» **Tarea de trabajo 1**: Enumera, sin repetirlos, todos los porcentajes que se mencionan en la columna sobre el declive presidencial.
» **Tarea de trabajo 2**: Transcribe de la columna sobre el declive presidencial el fragmento comprendido entre "El declive observable" y "con la esperanza.", ambos incluidos.

» **Extracto de la página**:
+ + + +
Gabriel Zaid

El declive no está en él, aunque a veces parece cansado. Está en la esperanza que despertó, y ha venido disminuyendo. Está en el temor que despertaba enfrentarlo

La imagen, dichos y hechos del Señor Presidente dominan los medios. Eso busca y logra con talento para llamar la atención pública, concentrada en él, no en los resultados de su administración, no en el declive de su aprobación. Empezó con más del 80%: una mayoría aplastante. Ahora tiene más del 50%: una simple mayoría.

Pero no es lo mismo un mandato con más del 80% que con más del 50% o del 45% o del 40%. No es lo mismo el apoyo popular que el cupular y, dentro de éste, el apoyo de las distintas cúpulas: el ejército, las cámaras legislativas, los partidos, el poder judicial, los otros poderes ejecutivos, el empresariado, la prensa, los profesionales, la opinión extranjera, la Iglesia. No es lo mismo acatar por adhesión a la persona, o por respeto a su investidura y a la ley, que por convencimiento. No es lo mismo legalidad que legitimidad.

No hay que esperar un declive del frenesí presidencial. La acumulación de fracasos no lo arredra, lo estimula a redoblar su impulso hacia el poder total. Cuando fue candidato y fracasó dos veces, otro se hubiera retirado. No él.

El declive observable no está en él, aunque a veces parece cansado. Está en la esperanza que despertó, y ha venido disminuyendo. Está en el temor que despertaba enfrentarlo. Cualquier resistencia a su voluntad parecía “ponerse con Sansón a las patadas”. Ya no parece así. El temor ha disminuido junto con la esperanza.

Aunque la adhesión a su persona sigue siendo alta, la reprobación de sus declaraciones, decisiones y consecuencias es cada vez mayor, incluso entre sus allegados: altos funcionarios de su administración; legisladores; jueces; incluso de su propio partido. Ya no se diga entre los simpatizantes que tuvo entre los empresarios, médicos, periodistas, nacionales y extranjeros.

Eso explica la vehemencia con que toma las elecciones de junio y hasta la violencia con que se entromete, al margen de la ley. No teme perderlas, sino que su declive se ponga en evidencia.
+ + + +
[Datos de expresiones referenciales basadas en fotografías]
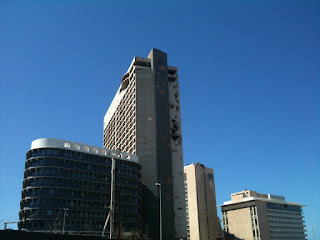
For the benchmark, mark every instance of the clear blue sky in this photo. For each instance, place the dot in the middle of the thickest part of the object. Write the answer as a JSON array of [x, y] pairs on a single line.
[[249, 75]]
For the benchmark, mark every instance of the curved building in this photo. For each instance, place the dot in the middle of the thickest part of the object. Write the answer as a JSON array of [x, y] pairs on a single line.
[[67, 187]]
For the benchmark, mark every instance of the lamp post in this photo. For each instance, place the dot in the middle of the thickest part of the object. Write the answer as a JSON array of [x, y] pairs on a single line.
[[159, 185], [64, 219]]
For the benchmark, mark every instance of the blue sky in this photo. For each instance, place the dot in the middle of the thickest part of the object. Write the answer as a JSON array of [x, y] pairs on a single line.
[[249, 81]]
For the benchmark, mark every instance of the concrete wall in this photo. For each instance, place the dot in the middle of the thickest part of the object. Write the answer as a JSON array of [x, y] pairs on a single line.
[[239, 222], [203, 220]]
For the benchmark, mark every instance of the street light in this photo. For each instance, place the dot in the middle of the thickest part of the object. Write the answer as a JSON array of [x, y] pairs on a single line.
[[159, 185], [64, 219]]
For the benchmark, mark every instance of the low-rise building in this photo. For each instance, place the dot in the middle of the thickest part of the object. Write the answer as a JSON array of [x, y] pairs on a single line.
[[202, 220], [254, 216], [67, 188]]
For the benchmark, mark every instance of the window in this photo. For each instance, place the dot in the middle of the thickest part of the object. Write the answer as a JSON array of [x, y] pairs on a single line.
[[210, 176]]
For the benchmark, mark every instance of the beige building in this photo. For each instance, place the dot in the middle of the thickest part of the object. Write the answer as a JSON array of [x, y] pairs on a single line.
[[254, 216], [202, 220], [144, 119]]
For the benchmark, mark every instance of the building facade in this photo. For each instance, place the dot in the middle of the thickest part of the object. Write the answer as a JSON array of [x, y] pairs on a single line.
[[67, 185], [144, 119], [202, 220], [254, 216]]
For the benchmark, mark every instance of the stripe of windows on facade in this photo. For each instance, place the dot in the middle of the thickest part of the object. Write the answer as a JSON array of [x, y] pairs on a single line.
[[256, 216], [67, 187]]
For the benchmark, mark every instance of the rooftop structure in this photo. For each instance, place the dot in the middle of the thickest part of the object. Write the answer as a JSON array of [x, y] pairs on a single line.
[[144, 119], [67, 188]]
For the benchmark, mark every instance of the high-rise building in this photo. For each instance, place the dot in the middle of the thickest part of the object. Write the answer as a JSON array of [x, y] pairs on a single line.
+ + + +
» **Respuesta 1**: 80%, 50%, 45%, 40%

» **Respuesta 2**:
El declive observable no está en él, aunque a veces parece cansado. Está en la esperanza que despertó, y ha venido disminuyendo. Está en el temor que despertaba enfrentarlo. Cualquier resistencia a su voluntad parecía “ponerse con Sansón a las patadas”. Ya no parece así. El temor ha disminuido junto con la esperanza.